[BEGIN MATERIAL SHOWN]

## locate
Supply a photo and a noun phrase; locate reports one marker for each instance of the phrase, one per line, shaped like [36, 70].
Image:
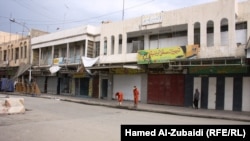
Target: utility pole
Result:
[29, 38]
[123, 10]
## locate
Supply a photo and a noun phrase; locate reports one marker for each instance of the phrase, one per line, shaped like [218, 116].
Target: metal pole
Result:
[123, 10]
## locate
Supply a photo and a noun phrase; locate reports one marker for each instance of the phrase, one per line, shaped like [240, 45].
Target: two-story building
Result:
[15, 59]
[167, 55]
[58, 60]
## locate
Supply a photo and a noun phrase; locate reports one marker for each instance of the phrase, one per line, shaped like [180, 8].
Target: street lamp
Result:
[29, 35]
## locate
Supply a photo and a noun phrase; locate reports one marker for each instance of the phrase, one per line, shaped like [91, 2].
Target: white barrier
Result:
[12, 106]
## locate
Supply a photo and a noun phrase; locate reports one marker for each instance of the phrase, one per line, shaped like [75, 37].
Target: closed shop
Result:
[221, 92]
[166, 89]
[52, 85]
[40, 80]
[125, 84]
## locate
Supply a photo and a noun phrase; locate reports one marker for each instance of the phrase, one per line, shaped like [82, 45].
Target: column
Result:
[190, 33]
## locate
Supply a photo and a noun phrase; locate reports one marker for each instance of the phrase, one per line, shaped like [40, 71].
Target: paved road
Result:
[51, 118]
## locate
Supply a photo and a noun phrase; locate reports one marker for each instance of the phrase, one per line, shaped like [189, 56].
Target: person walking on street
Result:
[119, 96]
[196, 98]
[136, 96]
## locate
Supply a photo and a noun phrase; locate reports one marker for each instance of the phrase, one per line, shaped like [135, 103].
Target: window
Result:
[17, 53]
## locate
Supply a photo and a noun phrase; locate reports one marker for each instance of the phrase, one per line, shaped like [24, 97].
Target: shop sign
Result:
[125, 71]
[79, 75]
[217, 69]
[163, 55]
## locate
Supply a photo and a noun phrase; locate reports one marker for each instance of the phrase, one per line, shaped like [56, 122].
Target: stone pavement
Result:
[165, 109]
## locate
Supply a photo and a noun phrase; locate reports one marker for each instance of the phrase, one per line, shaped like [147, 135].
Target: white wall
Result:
[125, 83]
[228, 98]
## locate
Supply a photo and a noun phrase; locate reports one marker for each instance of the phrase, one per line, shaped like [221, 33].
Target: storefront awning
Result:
[54, 69]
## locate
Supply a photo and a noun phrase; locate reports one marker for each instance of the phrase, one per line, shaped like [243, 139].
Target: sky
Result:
[54, 15]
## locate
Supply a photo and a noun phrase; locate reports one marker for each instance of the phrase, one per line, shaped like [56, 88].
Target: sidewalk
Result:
[176, 110]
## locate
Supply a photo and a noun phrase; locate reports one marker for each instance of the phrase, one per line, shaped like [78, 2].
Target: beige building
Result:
[167, 55]
[174, 52]
[15, 53]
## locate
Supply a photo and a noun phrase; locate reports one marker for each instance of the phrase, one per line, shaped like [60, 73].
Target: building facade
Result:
[58, 60]
[167, 55]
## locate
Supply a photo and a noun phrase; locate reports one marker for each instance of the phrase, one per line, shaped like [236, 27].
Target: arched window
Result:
[112, 44]
[120, 44]
[210, 33]
[197, 33]
[105, 46]
[224, 32]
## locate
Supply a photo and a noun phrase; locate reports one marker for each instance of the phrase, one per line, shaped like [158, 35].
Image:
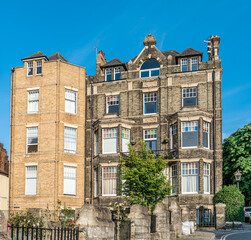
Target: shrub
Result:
[234, 200]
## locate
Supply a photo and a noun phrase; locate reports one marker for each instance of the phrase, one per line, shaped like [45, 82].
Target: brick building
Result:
[4, 179]
[170, 100]
[47, 130]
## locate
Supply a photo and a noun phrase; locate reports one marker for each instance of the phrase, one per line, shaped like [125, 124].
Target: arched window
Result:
[150, 68]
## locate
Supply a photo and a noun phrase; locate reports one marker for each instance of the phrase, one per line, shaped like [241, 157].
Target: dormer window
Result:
[29, 68]
[184, 65]
[116, 73]
[194, 64]
[38, 67]
[150, 68]
[108, 74]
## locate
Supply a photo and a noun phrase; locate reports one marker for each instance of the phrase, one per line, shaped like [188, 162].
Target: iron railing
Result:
[38, 233]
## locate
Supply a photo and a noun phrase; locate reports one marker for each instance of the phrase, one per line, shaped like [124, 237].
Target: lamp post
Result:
[237, 177]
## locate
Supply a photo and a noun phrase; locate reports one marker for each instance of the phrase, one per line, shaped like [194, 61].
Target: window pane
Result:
[144, 74]
[70, 140]
[150, 64]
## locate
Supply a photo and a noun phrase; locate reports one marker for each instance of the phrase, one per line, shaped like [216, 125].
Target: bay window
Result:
[190, 178]
[109, 181]
[189, 134]
[189, 97]
[109, 140]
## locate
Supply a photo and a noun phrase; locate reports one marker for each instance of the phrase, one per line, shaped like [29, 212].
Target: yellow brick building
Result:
[47, 149]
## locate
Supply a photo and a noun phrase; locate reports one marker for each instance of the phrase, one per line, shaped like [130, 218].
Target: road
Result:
[234, 235]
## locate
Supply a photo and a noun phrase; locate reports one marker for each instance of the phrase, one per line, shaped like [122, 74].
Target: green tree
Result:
[237, 155]
[144, 180]
[234, 201]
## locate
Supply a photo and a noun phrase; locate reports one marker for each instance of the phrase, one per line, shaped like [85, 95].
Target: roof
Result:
[113, 62]
[170, 52]
[57, 56]
[33, 56]
[189, 52]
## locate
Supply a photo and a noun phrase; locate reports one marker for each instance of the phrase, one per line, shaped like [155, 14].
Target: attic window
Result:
[150, 68]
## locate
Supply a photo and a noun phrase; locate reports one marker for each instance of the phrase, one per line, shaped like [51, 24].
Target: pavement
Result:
[243, 233]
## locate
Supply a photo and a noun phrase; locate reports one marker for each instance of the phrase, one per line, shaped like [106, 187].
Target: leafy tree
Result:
[237, 155]
[234, 200]
[145, 182]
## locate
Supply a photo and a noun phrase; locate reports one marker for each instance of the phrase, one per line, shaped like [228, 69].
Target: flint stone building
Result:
[170, 100]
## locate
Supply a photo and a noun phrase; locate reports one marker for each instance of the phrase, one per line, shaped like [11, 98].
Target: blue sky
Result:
[73, 28]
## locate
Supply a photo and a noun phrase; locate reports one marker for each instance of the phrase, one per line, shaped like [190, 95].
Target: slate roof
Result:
[114, 62]
[170, 52]
[189, 52]
[33, 56]
[57, 56]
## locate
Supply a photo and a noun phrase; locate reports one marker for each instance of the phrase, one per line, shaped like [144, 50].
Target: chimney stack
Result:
[213, 48]
[150, 40]
[100, 61]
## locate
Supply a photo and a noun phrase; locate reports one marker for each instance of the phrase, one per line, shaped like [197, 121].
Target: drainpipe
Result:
[11, 119]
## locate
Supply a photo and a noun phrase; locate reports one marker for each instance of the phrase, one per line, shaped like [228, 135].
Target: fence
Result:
[205, 217]
[38, 233]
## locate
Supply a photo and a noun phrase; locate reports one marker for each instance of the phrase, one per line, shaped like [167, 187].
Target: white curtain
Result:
[70, 180]
[31, 180]
[70, 140]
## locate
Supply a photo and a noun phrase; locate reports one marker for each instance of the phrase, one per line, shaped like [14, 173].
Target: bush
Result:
[234, 200]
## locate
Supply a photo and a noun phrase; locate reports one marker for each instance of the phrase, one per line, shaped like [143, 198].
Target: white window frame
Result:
[32, 101]
[193, 127]
[173, 131]
[189, 95]
[206, 177]
[72, 178]
[116, 172]
[114, 135]
[125, 136]
[206, 128]
[174, 169]
[96, 182]
[194, 60]
[96, 143]
[117, 71]
[27, 178]
[38, 65]
[115, 100]
[71, 101]
[152, 138]
[108, 70]
[155, 100]
[182, 60]
[70, 139]
[30, 66]
[183, 176]
[27, 139]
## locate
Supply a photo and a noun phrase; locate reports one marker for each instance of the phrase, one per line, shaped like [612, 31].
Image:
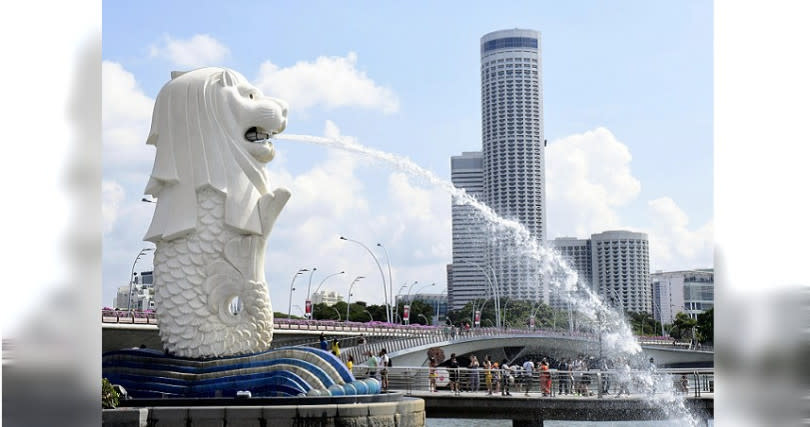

[END MATERIAL SHOWN]

List every line of the data above that contains the word "pavement".

*RESPONSE TO THE EXERCISE*:
Target: stone pavement
Target: pavement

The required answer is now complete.